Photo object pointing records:

******

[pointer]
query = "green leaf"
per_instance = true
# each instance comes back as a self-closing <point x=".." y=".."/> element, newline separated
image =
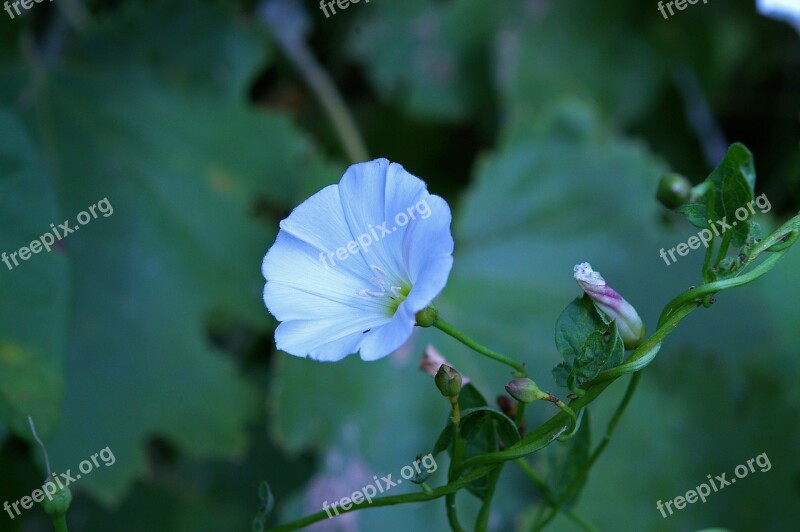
<point x="566" y="463"/>
<point x="696" y="213"/>
<point x="434" y="61"/>
<point x="222" y="58"/>
<point x="731" y="187"/>
<point x="34" y="313"/>
<point x="587" y="344"/>
<point x="146" y="279"/>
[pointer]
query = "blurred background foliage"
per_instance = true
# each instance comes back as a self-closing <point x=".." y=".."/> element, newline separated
<point x="545" y="124"/>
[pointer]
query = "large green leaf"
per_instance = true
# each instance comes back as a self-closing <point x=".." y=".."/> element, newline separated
<point x="434" y="59"/>
<point x="34" y="291"/>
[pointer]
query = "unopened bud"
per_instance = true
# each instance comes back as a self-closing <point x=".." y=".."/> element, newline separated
<point x="448" y="380"/>
<point x="673" y="190"/>
<point x="57" y="501"/>
<point x="427" y="316"/>
<point x="613" y="305"/>
<point x="432" y="360"/>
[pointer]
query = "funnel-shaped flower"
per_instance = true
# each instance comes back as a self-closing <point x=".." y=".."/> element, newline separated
<point x="610" y="303"/>
<point x="353" y="264"/>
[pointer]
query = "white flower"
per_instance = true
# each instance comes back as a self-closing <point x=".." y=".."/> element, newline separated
<point x="354" y="263"/>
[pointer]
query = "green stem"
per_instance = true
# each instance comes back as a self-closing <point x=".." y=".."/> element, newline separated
<point x="447" y="328"/>
<point x="456" y="455"/>
<point x="299" y="53"/>
<point x="59" y="522"/>
<point x="391" y="501"/>
<point x="706" y="273"/>
<point x="723" y="248"/>
<point x="581" y="478"/>
<point x="585" y="525"/>
<point x="519" y="419"/>
<point x="482" y="521"/>
<point x="537" y="481"/>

******

#### [YOUR GOAL]
Each record above should be copied character for character, with pictures dropped.

#### [WRITTEN ANSWER]
[pointer]
query = "green leaf"
per_instance = true
# each instance comes back as a self-closing <point x=".." y=".."/> element, newline separated
image =
<point x="566" y="463"/>
<point x="696" y="213"/>
<point x="434" y="61"/>
<point x="222" y="58"/>
<point x="731" y="187"/>
<point x="34" y="313"/>
<point x="587" y="344"/>
<point x="146" y="279"/>
[pointer]
query = "blurred background foliage"
per_instance = true
# each instance comes back as a self-closing <point x=".." y=".."/> element, newline separated
<point x="545" y="124"/>
[pointer]
query = "large green leaf"
per_instance = true
# each instance comes back as a self-closing <point x=".." y=".."/> element, newline separated
<point x="434" y="59"/>
<point x="34" y="291"/>
[pointer]
query = "unopened bud"
per_instance = true
# each instance comes back as a self-closing <point x=".." y=".."/> element, newline separated
<point x="448" y="380"/>
<point x="673" y="190"/>
<point x="57" y="501"/>
<point x="427" y="316"/>
<point x="613" y="305"/>
<point x="432" y="360"/>
[pointer]
query = "funnel-shaped flower"
per_instance = true
# each instance comes back as a self-closing <point x=".." y=".."/> element, newline separated
<point x="610" y="303"/>
<point x="353" y="264"/>
[pointer]
query = "white flower"
per_instance = true
# each instance comes back as a self-closing <point x=".." y=".."/> element, newline separated
<point x="354" y="263"/>
[pointer]
query = "green stem"
per_instance = true
# each instance comes back as a self-closing <point x=".." y=".."/> element, newline separated
<point x="447" y="328"/>
<point x="456" y="455"/>
<point x="299" y="53"/>
<point x="59" y="522"/>
<point x="391" y="501"/>
<point x="706" y="273"/>
<point x="723" y="248"/>
<point x="581" y="478"/>
<point x="585" y="525"/>
<point x="519" y="419"/>
<point x="482" y="521"/>
<point x="537" y="481"/>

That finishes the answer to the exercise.